> Excerpted text

--------------------

Argentine football great Diego Maradona underwent successful brain surgery for a blood clot in a specialist private clinic in Buenos Aires on Tuesday, his doctor said.
“We managed to successfully remove the clot. Diego coped well with the surgery,” Leopoldo Luque said at the icon’s private clinic in the capital Buenos Aires.
“It’s under control, there’s a little drainage (of blood). He’ll remain under observation.”
World Cup winner Maradona had been taken to hospital in La Plata – where he is the coach of top flight side Gimnasia y Esgrima – on Monday for a series of tests after feeling unwell.
A scan revealed the blood clot, and on Tuesday he was transfered to the specialist clinic in a northern neighbourhood of the capital.
Maradona, who turned 60 on Friday, has suffered ill health before. He has survived two heart attacks, and also contracted hepatitis and undergone gastric bypass surgery.
Groups of fans congregated outside the clinic with banners showing Maradona’s face and the words “Come on, Diego!”
“I came with my wife to support the greatest player of all time,” fan Oscar Medina told AFP
Maradona is considered at high risk of coronavirus complications should he be infected.

--------------------

> Information supplied
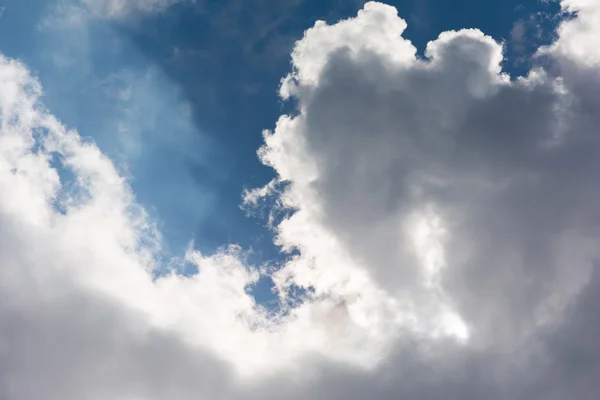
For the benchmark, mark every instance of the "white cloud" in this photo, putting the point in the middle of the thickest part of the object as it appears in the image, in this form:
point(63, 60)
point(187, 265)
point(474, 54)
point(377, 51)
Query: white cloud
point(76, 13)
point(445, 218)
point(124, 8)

--------------------

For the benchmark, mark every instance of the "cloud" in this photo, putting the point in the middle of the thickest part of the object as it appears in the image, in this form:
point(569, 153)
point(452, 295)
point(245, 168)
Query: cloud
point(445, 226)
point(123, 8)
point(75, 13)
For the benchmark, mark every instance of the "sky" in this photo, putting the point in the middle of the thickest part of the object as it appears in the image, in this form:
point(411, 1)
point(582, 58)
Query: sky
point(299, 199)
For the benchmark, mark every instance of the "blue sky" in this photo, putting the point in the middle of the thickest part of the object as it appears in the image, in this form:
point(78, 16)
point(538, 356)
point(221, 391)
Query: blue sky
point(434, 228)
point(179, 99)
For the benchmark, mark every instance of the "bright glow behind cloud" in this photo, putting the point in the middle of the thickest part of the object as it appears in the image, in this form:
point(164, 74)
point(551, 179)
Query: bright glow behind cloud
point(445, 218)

--------------------

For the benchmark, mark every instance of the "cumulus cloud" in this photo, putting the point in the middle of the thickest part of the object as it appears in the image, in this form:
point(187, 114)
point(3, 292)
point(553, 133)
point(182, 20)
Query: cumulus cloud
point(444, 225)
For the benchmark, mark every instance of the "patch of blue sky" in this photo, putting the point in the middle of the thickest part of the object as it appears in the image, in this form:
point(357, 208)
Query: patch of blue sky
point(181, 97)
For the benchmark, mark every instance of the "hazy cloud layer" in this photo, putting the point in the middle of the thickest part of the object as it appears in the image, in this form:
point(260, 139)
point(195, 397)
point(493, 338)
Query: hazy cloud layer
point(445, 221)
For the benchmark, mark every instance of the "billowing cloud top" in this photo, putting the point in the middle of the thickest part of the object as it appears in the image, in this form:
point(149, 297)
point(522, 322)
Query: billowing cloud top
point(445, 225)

--------------------

> Task requirements
a) For each statement, say whether it agrees with the Maradona report above. Answer yes or no and quote the deciding words of the report.
(i) Maradona was taken to hospital in La Plata on Monday.
(ii) Maradona turned 60 on Tuesday.
(iii) Maradona has survived two heart attacks.
b) Translate this sentence from the Maradona report into Spanish: "Maradona is considered at high risk of coronavirus complications should he be infected."
c) Please give a continuation of the Maradona report, starting after its last sentence.

> Exercise responses
a)
(i) Yes: "had been taken to hospital in La Plata – where he is the coach of top flight side Gimnasia y Esgrima – on Monday"
(ii) No: "Maradona, who turned 60 on Friday"
(iii) Yes: "He has survived two heart attacks"

b) Se considera que Maradona corre un alto riesgo de sufrir complicaciones por coronavirus en caso de contagiarse.

c)
Last week, he began self-isolation for the second time after a bodyguard displayed coronavirus symptoms, though he later tested negative.
He joined his players briefly at the club’s training ground on his birthday, but had obvious difficulty walking and had to be helped away by his assistants after staying only 30 minutes.
“It breaks my heart to see him like this,” Giannina tweeted the next day.
Maradona has difficulty retaining iron due to a gastric bypass surgery he underwent in 2005 to lose 50 kilograms (110 pounds), leaving him prone to anemia, Luque said.
Though he has recovered from a well-documented addiction to hard drugs, Maradona takes medication in the form of tranquilizers and anxiolytics.
“With a patient on medication, there are times when hospitalisation serves to adjust that medication. That’s good,” said Luque.
Gimnasia fans flocked to the La Plata clinic to leave messages of support for the ailing icon.
“What he needs most is the support of the people,” Luque said.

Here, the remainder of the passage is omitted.